WORK INSTRUCTION: Would you output all the entries below without altering a word?

------ RECORDS TO PROCESS ------

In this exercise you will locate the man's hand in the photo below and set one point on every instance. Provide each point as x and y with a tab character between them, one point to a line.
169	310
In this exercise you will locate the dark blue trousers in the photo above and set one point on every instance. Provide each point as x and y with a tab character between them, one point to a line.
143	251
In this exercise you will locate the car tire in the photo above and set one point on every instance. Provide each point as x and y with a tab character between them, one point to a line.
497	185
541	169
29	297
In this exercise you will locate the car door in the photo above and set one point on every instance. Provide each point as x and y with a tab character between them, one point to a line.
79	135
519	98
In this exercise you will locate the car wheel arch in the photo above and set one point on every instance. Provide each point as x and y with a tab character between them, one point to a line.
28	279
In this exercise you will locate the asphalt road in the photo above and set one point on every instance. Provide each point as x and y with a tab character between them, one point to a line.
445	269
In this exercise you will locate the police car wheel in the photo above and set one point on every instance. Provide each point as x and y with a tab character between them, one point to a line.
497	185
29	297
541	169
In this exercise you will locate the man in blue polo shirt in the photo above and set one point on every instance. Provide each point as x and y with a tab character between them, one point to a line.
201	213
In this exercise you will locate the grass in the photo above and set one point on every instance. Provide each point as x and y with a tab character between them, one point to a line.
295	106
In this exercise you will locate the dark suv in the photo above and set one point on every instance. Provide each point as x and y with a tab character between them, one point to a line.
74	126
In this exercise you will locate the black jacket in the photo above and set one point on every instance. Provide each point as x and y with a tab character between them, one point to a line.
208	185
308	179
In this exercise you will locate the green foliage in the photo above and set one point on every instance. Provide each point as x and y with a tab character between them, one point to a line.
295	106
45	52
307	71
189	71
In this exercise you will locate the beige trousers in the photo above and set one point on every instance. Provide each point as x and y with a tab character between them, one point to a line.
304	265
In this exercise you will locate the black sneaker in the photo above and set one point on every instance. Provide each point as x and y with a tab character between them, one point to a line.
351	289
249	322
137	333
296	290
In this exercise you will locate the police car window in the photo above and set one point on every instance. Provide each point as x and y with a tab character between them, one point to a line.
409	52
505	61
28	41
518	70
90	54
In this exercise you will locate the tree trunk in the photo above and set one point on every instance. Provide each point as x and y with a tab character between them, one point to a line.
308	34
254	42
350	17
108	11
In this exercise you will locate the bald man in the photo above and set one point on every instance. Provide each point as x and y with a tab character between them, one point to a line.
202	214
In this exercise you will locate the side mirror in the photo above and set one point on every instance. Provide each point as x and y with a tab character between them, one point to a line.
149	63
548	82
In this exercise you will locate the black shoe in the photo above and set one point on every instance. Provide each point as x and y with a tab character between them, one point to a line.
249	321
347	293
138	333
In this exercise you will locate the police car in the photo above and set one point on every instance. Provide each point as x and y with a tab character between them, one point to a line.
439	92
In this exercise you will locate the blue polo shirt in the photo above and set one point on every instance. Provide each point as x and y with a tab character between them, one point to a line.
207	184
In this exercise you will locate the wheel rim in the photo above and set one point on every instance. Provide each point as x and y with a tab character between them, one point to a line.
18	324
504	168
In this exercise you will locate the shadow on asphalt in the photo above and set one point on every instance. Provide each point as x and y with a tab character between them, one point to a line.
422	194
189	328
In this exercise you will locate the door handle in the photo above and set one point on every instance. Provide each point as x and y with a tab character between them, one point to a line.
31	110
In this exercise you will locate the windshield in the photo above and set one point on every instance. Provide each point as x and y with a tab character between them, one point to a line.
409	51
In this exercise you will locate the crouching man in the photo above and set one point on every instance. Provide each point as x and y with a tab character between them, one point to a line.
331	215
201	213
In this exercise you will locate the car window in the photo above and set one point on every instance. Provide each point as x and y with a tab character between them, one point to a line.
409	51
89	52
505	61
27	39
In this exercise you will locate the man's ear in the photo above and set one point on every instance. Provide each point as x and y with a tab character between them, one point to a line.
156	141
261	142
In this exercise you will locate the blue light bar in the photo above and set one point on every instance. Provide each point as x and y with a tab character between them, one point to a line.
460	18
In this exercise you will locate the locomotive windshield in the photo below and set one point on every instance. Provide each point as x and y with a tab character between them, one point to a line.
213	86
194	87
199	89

------

TASK RESPONSE:
In this exercise you will locate the man's hand in the photo below and set one point on every instance. Provide each point as x and y with a tab character between them, one point to a line.
169	310
In this exercise you will locate the dark blue trousers in the photo above and set one point on every instance. Provide each point as x and y with a tab character between them, one point to a line.
143	251
In this exercise you will locate the car tire in the photo above and set one point on every instance. Provide each point as x and y with a tab character between them, one point to a line.
497	185
541	169
29	297
In this exercise you will locate the car door in the photo above and set one point on every instance. Provide each point as x and y with a tab character between them, one point to a line.
79	135
519	98
In this exercise you will locate the car wheel arch in the photo above and set one point on every instance. Provide each point as x and y with a tab character between them, one point to a line.
28	279
In this exercise you will locate the asphalt road in the photo above and set one point on every instance. Provide each point as x and y with a tab character between them, one point to a line.
445	269
In this exercise you will locate the police car wheel in the photo above and set one point on every instance. Provide each point as x and y with a tab character between them, one point to a line.
497	185
29	297
541	169
In this exercise you will locate the man in blue polo shirt in the photo above and set one point on every instance. Provide each point as x and y with a tab character between them, one point to a line.
201	213
In this exercise you will locate the grass in the photo above and set one point on every instance. Provide each point as x and y with a tab character between them, one point to a line.
295	106
In this exercise you will locate the dark suv in the photo above and set one point on every instance. Provide each point as x and y with a tab character between them, one point to a line.
74	126
In this exercise you will locate the black jacket in the photo above and set one point on every instance. Provide each point as x and y with a tab character between them, one point to a line.
208	185
308	179
In this exercise you will locate the green foliage in the photo above and set one point on every instance. Provide each point as x and y with a tab character between them, one point to a line.
295	106
45	52
307	71
189	71
In this exercise you will locate the beige trousers in the photo above and set one point on every instance. Provide each point as x and y with a tab character between them, one point to a line.
304	265
In this exercise you will locate the black sneaker in the photo above and set one point on every instance. Provide each point as x and y with a tab character between them, one point to a line.
351	289
249	322
137	333
296	290
In this exercise you will locate the police car window in the photo above and set one point on every instance. Provide each point as x and y with a tab character between them, one point to a line.
409	52
505	61
28	41
518	70
90	54
In this exercise you will locate the tree trunk in the photo above and set one point on every instance. Provide each point as x and y with a tab character between them, one point to a line.
308	34
254	42
350	17
108	11
In this exercise you will locate the bald man in the photo above and set one point on every instance. Provide each point as x and y with a tab character between them, one point to a line.
202	214
In this exercise you will locate the side mirror in the photo above and set one point on every instance. Provide each point as x and y with a tab character between them, one point to a line.
149	63
548	82
In this exercise you will locate the black shoe in the photo above and set one point on every instance. Provide each point as x and y with a tab character between them, one point to a line.
249	321
347	293
138	333
In this exercise you will locate the police car in the photo above and set one point on every instance. Provide each point as x and y with a tab character between them, one point to a line.
439	92
In this exercise you will locate the blue polo shirt in the photo above and set one point on every instance. Provide each point as x and y with a tab character between them, one point to a line.
207	184
In this exercise you will locate the wheel rim in the photo above and set one point on every instance. Provide each point as x and y with a tab character between them, one point to a line.
18	324
504	168
In this exercise you will locate the shadow on asphalt in the photo above and set one point on every instance. Provide each point as x and y with a tab character between them, one point to a line.
422	194
189	328
In this exercise you will locate the door handle in the photo above and set one point on every instance. Provide each point as x and y with a tab character between them, one point to a line.
31	110
In this exercise you will locate the windshield in the photo above and set one point on every instance. Provide each point as x and y with a tab character between them, one point to a line.
409	51
In this exercise you will locate the crouching man in the photo above and set one point on every instance. Provide each point as x and y with a tab character between them, one point to a line.
331	215
201	213
In this exercise you will locate the car window in the photo above and set one point on every instance. Provide each point as x and y with a tab character between them, one point to a line.
409	51
89	52
505	61
27	39
In this exercise you will locate the man's ear in the photo above and set one point on every instance. Provide each point as x and y with a tab character between them, one point to a line.
156	141
261	142
In this exercise you will locate the blue light bar in the photo above and set one point on every instance. Provide each point as x and y with a tab character between them, one point to a line.
460	18
In this exercise you will locate the locomotive windshield in the photo below and set one point on every instance. Provide each point as x and y with a tab character between them, one point to a line.
213	86
194	87
199	89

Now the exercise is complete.